(Source excerpt)
· · · ·
[lit-ideas] Re: APRIL POEMS (4th)

  • From: "Mike Geary" <atlas@xxxxxxxxxxxxx>
  • To: <lit-ideas@xxxxxxxxxxxxx>
  • Date: Mon, 4 Apr 2005 17:54:36 -0500

Thank you, Chris, those were fun.  Translation always fascinates me, I can't 
imagine having the kind of familiarty in two languages necessary for 
translating poetry.  Unfortunately I wouldn't know if a translation is a 
good or bad translation, only whether I like it as an English language poem.

Hopefully phatic will grace us with one of his fine translations as well. 
And Henninge.

Did anybody guess that I could write so sweetly?

Mike Geary
Memphis



----- Original Message ----- 
From: "Chris Bruce" <bruce@xxxxxxxxxxxxxx>
To: <lit-ideas@xxxxxxxxxxxxx>
Sent: Monday, April 04, 2005 4:57 PM
Subject: [lit-ideas] APRIL POEMS (4th)


> I'd like to offer the list one of my favourite German
> poems - in original with a couple of translations (and
> comments thereon).   What at first appears simple
> straight-forward comic verse has a couple of twists to it.
>
> Die Ameisen
>
> In Hamburg lebten zwei Ameisen,
> Die wollten nach Australien reisen.
> Bei Altona auf der Chaussee
> Da taten ihnen die Beine weh,
> Und da verzichteten sie weise
> Dann auf den letzten Teil der Reise.
>
>        - Joachim Ringelnatz
>
> A roughly literal translation:
>
> The Ants
>
> In Hamburg lived two ants,
> who wished to travel to Australia.
> In Altona on the Chausee
> there their legs hurt,
> and there they wisely gave up
> then on the last part of the trip.
>
> On the Brindin Press website
> http://www.brindin.com/wintro.htm
> Brian Cole reproduces John Brough's translation, with the
> following comment:  "The geographical shift, with
> meaning, metre and rhyme matched, allow the English to
> make the same impression on an English reader as the
> original would on a German (though there is of course no
> way of allowing for different national senses of humour!)."
>
> Here is Brough's translation:
>
> Two ants who lived in London planned
> To walk to Melbourne overland,
> But, footsore in Southampton Row,
> When there were still some miles to go,
> They thought it wise not to extend
> The journey to the bitter end.
>
> Unfortunately, I find a couple of problems in Brough's
> translation.  The first may be an idiosyncrasy of mine:
> one of the reasons the poem is a one of my favourites
> is that 'giving up on the last part of the trip'.
>
> Consider the following (comparable) case:
>
> I once wanted to write an exhaustive study of 'The Concepts
> "Reason" and "Rationality" in Post-Enlightenment Thought',
> but after some reading, and the making of a few
> preliminary notes, my brain began to hurt, and I thus gave
> up on the last part of the exercise.
>
> How often do we (well *I* do!) start on some
> (overly) ambitious project, and after a few preliminary
> steps abandon 'the last part' of the project (while clinging
> somehow to the thought that it is 'merely' the last part
> that is abandoned, and that those preliminary steps
> somehow constitute the significant portion of the
> 'journey')?
· · · ·
(Stored data)

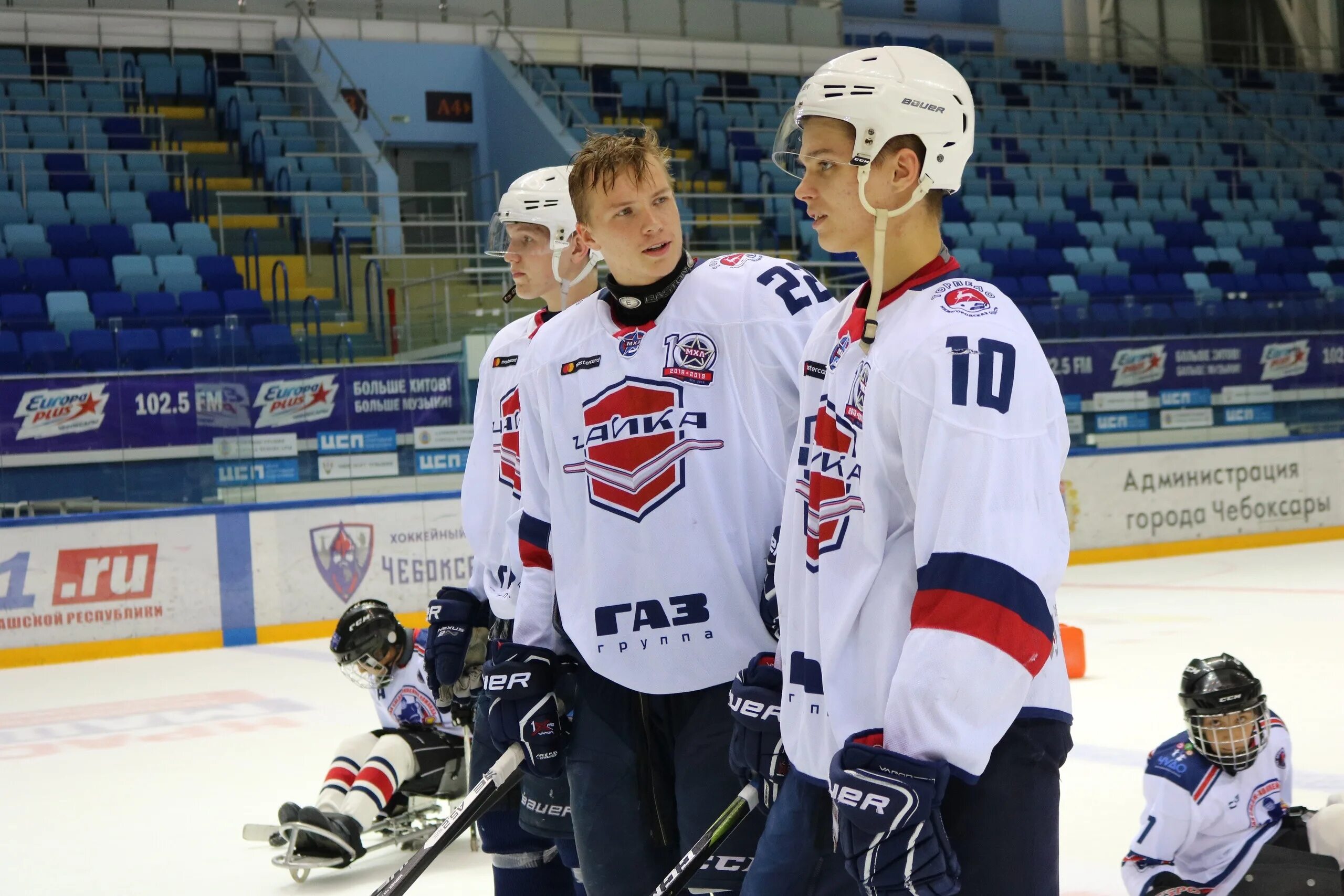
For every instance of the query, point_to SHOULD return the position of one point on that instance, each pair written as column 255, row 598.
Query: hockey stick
column 491, row 789
column 713, row 839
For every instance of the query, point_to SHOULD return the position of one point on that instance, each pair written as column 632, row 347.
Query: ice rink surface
column 135, row 777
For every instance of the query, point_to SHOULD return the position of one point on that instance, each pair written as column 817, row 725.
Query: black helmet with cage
column 1226, row 711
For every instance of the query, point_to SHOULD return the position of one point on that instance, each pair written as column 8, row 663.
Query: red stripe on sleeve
column 984, row 620
column 533, row 555
column 378, row 779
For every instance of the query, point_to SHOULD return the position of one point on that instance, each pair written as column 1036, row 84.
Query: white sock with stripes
column 389, row 765
column 340, row 777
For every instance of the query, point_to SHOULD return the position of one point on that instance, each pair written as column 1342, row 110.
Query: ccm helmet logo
column 753, row 708
column 507, row 681
column 851, row 797
column 929, row 107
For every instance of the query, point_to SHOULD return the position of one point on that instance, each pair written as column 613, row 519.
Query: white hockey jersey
column 924, row 532
column 654, row 465
column 491, row 484
column 1203, row 824
column 406, row 700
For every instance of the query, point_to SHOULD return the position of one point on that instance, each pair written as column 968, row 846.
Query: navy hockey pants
column 1004, row 828
column 648, row 775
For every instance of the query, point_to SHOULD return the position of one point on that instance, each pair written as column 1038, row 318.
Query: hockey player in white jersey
column 527, row 835
column 656, row 426
column 922, row 536
column 1218, row 816
column 416, row 751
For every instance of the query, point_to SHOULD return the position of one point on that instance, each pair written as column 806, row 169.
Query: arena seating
column 1105, row 199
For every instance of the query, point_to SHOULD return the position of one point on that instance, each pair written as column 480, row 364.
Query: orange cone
column 1076, row 652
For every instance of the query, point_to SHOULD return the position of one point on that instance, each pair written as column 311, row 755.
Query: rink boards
column 144, row 582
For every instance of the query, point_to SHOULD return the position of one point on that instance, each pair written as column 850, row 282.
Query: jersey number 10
column 987, row 350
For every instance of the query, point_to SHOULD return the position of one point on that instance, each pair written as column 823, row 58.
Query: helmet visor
column 788, row 151
column 511, row 237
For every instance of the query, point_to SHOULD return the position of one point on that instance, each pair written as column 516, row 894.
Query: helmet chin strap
column 879, row 248
column 566, row 284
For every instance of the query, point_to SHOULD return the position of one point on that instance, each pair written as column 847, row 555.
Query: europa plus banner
column 1300, row 361
column 76, row 413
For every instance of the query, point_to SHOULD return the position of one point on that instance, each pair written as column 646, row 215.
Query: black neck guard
column 635, row 305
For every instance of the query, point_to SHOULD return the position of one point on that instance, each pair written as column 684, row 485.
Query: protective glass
column 518, row 238
column 1232, row 746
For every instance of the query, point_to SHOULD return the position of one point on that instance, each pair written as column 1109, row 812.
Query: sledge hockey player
column 414, row 753
column 918, row 673
column 1218, row 817
column 655, row 436
column 529, row 837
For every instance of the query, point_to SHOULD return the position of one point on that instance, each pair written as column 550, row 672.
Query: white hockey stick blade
column 492, row 786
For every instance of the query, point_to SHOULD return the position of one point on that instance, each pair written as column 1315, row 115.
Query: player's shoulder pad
column 769, row 287
column 1178, row 761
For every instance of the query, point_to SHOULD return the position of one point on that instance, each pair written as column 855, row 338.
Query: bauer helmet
column 1214, row 693
column 368, row 642
column 541, row 198
column 885, row 93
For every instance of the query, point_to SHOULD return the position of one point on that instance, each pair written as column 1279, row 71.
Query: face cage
column 368, row 672
column 1218, row 745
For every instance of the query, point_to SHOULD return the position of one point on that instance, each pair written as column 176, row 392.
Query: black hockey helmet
column 1217, row 687
column 362, row 640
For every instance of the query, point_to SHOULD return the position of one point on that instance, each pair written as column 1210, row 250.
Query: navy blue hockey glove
column 452, row 616
column 890, row 827
column 1168, row 884
column 756, row 751
column 769, row 602
column 521, row 683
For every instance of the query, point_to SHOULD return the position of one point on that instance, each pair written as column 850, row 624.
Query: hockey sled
column 407, row 829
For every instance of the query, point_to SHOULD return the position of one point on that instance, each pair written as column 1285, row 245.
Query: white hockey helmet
column 885, row 93
column 541, row 198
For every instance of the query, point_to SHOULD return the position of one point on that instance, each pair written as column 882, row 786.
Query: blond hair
column 604, row 157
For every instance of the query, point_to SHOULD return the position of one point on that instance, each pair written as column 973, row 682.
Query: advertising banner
column 1144, row 498
column 310, row 563
column 1198, row 363
column 90, row 413
column 108, row 581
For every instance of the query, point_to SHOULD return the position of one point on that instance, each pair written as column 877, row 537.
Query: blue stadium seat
column 45, row 351
column 275, row 344
column 11, row 356
column 138, row 349
column 158, row 309
column 185, row 347
column 201, row 309
column 93, row 350
column 107, row 305
column 46, row 275
column 219, row 273
column 112, row 241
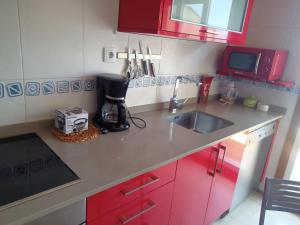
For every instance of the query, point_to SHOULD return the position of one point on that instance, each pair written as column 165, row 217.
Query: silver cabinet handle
column 150, row 205
column 212, row 32
column 257, row 63
column 153, row 180
column 222, row 147
column 217, row 151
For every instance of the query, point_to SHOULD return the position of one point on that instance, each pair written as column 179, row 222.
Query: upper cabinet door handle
column 153, row 179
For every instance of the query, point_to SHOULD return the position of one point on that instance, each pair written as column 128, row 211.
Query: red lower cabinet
column 230, row 153
column 192, row 187
column 151, row 209
column 104, row 202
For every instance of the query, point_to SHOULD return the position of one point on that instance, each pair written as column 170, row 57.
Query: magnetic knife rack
column 124, row 55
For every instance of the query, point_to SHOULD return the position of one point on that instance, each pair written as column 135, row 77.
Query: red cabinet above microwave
column 223, row 21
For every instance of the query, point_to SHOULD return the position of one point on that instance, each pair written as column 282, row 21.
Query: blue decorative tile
column 131, row 83
column 153, row 81
column 32, row 89
column 63, row 86
column 48, row 88
column 1, row 90
column 138, row 82
column 146, row 81
column 76, row 86
column 297, row 90
column 185, row 81
column 161, row 81
column 168, row 80
column 173, row 79
column 14, row 89
column 89, row 85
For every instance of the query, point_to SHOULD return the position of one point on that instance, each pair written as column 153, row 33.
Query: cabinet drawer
column 104, row 202
column 151, row 209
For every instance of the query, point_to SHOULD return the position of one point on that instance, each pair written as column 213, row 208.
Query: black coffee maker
column 111, row 109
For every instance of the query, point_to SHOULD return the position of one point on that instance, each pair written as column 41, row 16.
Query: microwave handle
· · · ·
(What you have to do)
Reproduce the portion of the mailing-list message between "----- Original Message" and "twists to it.", inclusive, changing "comic verse" to "light verse". The stored data above are material separate from the mailing-list message.

(Response)
----- Original Message ----- 
From: "Chris Bruce" <bruce@xxxxxxxxxxxxxx>
To: <lit-ideas@xxxxxxxxxxxxx>
Sent: Monday, April 04, 2005 4:57 PM
Subject: [lit-ideas] APRIL POEMS (4th)


> I'd like to offer the list one of my favourite German
> poems - in original with a couple of translations (and
> comments thereon).   What at first appears simple
> straight-forward light verse has a couple of twists to it.